- [SOURCE DOCUMENT]:
════════
People get divorced for all kinds of different reasons. More often than not, it’s the little things that add up and lead to the decline of the relationship. According to experts, most couples that get divorced have a few silent relationship killers in common.
According to Dr. John Gottman, couples are pretty much doomed to fail if they have any of the following four traits: stonewalling, sarcasm, contempt and criticism. He called these “The Four Horsemen of the Apocalypse.” Out of the four, Dr. Gottman identified contempt as the number one predictor of divorce.
While licensed professional counselor, E.J. Smith, tells Bustle that the other three “horsemen” can also be problematic, contempt is by far the most damaging. “When people start to look at their spouse with contempt or resentment, it colors the lens through which we see, observe and interpret our spouse,” Smith says. “Its presence undermines the desire to continue to work at our relationships. Even gestures and behaviors that could be seen as positive can be twisted in such a way that they’re seen as negative.”
Unlike major things like cheating, these types of relationship ruiners aren’t easy to spot. It’s important to be aware of them before it’s too late to do anything about it. So here are some silent relationship killers that almost always leads to divorce, according to experts.
1. Conflict Avoidance
PhD, clinician and owner of Tech Talk Therapy, tells Bustle, “Avoiding conflict is a silent relationship killer because it prevents the opportunity for addressing conflict to take place.” When you aren’t addressing conflicts, you’re allowing the negativity to fester. The important thing here is to learn how to deal with conflict in the right way. “Not learning these skills is a sure way kill your relationship silently,” she says.
════════
- [DATASET EXCERPTS]:
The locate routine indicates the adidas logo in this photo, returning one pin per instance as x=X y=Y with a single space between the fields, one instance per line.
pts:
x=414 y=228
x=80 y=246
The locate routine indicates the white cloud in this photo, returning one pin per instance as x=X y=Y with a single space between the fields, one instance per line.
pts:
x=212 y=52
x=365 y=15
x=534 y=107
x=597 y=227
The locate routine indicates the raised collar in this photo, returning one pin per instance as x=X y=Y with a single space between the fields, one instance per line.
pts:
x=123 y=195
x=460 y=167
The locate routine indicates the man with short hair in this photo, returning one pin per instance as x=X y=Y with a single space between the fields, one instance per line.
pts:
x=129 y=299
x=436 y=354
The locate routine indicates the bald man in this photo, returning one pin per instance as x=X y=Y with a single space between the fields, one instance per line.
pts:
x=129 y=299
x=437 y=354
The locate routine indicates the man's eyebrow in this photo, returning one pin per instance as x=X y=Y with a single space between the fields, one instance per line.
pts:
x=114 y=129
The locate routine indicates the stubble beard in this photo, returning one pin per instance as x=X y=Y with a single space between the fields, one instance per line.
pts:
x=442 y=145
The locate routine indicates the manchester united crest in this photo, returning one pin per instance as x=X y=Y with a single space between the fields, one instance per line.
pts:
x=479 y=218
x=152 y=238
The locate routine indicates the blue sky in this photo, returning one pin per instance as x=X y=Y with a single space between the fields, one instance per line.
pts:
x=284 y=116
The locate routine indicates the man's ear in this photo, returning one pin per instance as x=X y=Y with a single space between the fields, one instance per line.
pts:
════════
- [ACTION ITEM A]:
Answer these questions about the article on silent relationship killers, one answer per line, marked the same way.
(i) What four traits did Dr. John Gottman call "The Four Horsemen of the Apocalypse"?
(ii) Which of those traits did he identify as the number one predictor of divorce?
(iii) What is the first silent relationship killer in the numbered list?
- [ACTION ITEM B]:
Pick up the article on silent relationship killers that lead to divorce where it stops, and write the next part.

- [RESPONSE BOX A]:
(i) Stonewalling, sarcasm, contempt and criticism.
(ii) Contempt.
(iii) Conflict avoidance.

- [RESPONSE BOX B]:
2. Invalidating Emotions
This is a tough one to avoid because it sometimes happens without you realizing it. For instance, if your partner says they’re cold but you aren’t, it’s easy to say, “It’s not that cold” without thinking anything of it. But little offhanded remarks like this can add up. As Dr. Omari says, you may not mean to be offensive. But if your partner sees it that way, it’s going to be a problem. “When a person feels invalidated, they often feel disconnected and unheard,” she says. “These two characteristics combined, will definitely work to deteriorate a relationship quickly.”
3. Unresolved Trauma
Everyone enters into a relationship with baggage. But failing to deal with baggage or past trauma can hurt your relationship without you realizing it. “When a person suffers from trauma that remains unresolved, they’re often incapable of living their lives without responding to some form of triggers related to that trauma,” Dr. Omari says. For instance, if you’ve been cheated on in the past, your partner going away for a work trip might cause you to become worried, anxious, and insecure. So instead of letting your partner do their own thing, you’ll feel the need to check up on them and stay in constant contact. Dealing with past trauma isn’t always easy to do by yourself. Therapy can be helpful in this case.